### Source text:
Outer structure refers to aspects outside the home, such as gazebos, tool sheds, fences, and so forth. Other structure coverage can be especially helpful for rebuilding after a natural disaster or fire, so long as the policy covers these events.


Loss of use is a term that means the insurance company will assist in paying for a temporary residence while the home is being repaired after a covered event. Most companies have very specific stipulations for coverage in these instances. Typically they will have caps on how much or for how long they will assist with alternate living arrangements.


Personal liability coverage is paid to help assist with court defense. This is usually involved if someone is injured on your property and legal action is taken. Personal liability can help cover the court costs and provide a defense lawyer to help with the case.


Medical payment coverage is designed to help cover the medical expenses incurred by those injured on your property, or caused by your property away from home. Examples include: if a neighbor is over for a barbeque and accidentally burns themselves to the point of requiring medical treatment. Medical payment coverage would cover the cost. Another instance is if you have your dog at the park and it bites someone. Medical payments would help cover the cost of their medical treatment. Like all other types of coverage, medical payments tends to have a lot of limitations in how much they will pay and what for. It is important to have the company’s limitations lined out before purchasing Texas homeowners insurance from them.

### What this exercise asks:
**a)** Rewrite the homeowners insurance passage starting with "Outer structure refers" and going on through "alternate living arrangements.", changing "gazebos" to "pergolas".
**b)** In the homeowners insurance passage, what two things can personal liability coverage help provide in a court case?
**c)** Carry the homeowners insurance passage on from its final sentence.
None of the dataset lines are needed for this work.

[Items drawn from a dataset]

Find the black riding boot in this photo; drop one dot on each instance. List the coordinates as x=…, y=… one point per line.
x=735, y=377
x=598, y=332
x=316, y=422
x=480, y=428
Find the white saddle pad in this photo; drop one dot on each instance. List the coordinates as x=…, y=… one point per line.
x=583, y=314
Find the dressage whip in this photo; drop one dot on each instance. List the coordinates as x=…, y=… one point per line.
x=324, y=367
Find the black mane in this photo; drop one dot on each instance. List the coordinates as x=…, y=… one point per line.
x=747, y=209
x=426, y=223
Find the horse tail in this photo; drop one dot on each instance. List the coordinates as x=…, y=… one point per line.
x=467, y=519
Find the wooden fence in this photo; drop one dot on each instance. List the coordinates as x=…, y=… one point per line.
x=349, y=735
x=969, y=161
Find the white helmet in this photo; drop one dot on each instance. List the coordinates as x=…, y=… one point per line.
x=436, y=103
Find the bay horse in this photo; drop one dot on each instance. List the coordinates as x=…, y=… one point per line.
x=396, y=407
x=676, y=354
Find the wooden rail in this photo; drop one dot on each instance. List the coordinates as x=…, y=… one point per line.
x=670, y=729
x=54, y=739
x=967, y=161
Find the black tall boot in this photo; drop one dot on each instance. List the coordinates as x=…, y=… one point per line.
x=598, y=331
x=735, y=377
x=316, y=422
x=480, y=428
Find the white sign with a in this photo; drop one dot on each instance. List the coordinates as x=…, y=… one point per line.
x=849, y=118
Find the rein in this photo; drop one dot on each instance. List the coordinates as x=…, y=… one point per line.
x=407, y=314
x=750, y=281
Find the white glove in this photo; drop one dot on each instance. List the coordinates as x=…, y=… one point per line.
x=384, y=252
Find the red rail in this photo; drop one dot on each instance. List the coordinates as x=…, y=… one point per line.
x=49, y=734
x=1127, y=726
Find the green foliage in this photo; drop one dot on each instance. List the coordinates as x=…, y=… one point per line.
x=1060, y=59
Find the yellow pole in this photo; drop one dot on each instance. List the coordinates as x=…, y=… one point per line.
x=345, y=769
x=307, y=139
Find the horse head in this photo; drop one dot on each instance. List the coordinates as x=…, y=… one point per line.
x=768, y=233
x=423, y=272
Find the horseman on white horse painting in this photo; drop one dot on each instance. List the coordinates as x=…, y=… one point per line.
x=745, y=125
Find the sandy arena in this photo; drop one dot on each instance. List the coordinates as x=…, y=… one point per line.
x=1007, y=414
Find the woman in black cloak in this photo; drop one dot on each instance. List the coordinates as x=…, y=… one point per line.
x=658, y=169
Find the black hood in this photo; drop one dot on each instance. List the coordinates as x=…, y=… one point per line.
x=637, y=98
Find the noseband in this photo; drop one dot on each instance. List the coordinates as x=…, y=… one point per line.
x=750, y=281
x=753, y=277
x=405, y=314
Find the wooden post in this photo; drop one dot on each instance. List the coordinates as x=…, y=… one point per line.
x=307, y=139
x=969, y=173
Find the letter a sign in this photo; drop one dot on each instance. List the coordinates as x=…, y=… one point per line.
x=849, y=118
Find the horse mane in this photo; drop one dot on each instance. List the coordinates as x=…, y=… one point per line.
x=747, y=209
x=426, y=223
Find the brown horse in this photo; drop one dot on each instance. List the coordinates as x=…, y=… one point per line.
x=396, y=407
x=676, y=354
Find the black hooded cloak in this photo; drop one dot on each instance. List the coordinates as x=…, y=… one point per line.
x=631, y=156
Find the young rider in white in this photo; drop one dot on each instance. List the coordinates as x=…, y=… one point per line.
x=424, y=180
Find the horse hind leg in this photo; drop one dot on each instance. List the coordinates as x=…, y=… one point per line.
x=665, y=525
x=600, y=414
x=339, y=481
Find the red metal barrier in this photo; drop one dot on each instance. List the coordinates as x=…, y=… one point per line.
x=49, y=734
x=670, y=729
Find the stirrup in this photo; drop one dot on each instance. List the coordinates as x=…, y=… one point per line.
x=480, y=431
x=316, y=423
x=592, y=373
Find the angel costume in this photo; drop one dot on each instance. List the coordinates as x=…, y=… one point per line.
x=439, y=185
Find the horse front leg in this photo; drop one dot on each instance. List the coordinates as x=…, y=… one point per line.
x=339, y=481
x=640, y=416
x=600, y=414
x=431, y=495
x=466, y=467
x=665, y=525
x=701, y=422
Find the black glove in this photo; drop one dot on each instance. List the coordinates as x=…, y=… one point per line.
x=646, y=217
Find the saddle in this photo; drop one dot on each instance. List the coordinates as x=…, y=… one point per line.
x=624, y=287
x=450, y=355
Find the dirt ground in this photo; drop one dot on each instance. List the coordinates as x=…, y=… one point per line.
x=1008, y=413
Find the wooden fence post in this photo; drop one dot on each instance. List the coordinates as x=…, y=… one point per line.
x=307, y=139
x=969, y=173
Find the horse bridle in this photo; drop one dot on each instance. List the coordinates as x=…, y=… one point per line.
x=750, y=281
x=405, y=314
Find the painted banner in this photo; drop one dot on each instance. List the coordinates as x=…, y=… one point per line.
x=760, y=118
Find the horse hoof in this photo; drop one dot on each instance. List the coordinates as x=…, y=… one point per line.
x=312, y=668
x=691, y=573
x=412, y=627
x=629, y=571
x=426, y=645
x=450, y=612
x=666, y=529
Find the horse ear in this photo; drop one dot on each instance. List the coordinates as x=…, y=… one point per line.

### Outputs in order:
**a)**
Outer structure refers to aspects outside the home, such as pergolas, tool sheds, fences, and so forth. Other structure coverage can be especially helpful for rebuilding after a natural disaster or fire, so long as the policy covers these events.


Loss of use is a term that means the insurance company will assist in paying for a temporary residence while the home is being repaired after a covered event. Most companies have very specific stipulations for coverage in these instances. Typically they will have caps on how much or for how long they will assist with alternate living arrangements.

**b)** It can help cover the court costs and provide a defense lawyer.

**c)**
Other key terms to be familiar with when selecting a Texas homeowners insurance:


Aside from the types and limitations of coverage, it is important to understand the difference between the broader types of policies. These refer to how things are defined and payed out through a policy. All Risk or comprehensive polices tend to get the broadest range of coverage and will cover any potential cause of damage unless specific exceptions are listed. Whereas other polices that are called Named Perils policies will only pay out for damages caused by very specific events. An example would be if you had a pipe burst and it flooded the basement. A comprehensive policy that covered flooding would not require it to be caused from a specific source, so the flood damage from the pipe would be covered. With a Named Perils policy, it may have flooding as a covered event but have the stipulation that it be flooding caused by weather, and therefore not cover the damages from the burst pipe.


There is also an important difference in how Texas homeowners insurance policies specify how they will pay. When the term “replacement cost” is applied, it means that the actual cost is to complete the repairs or replacement of the home. It can sometimes be higher or lower than the market value of the home because it does not consider the home in terms of real estate so much as normal property. The term “actual cash value” means that it will payout based on the market value. This means if you bought a $200,000 home that depreciated in value to $150,000 and was destroyed in a fire that was caused by a covered event, the payout would only be at the last noted cash or market value for the home. For some people this difference can be being able to rebuild or having to find a new home at less value than their old home.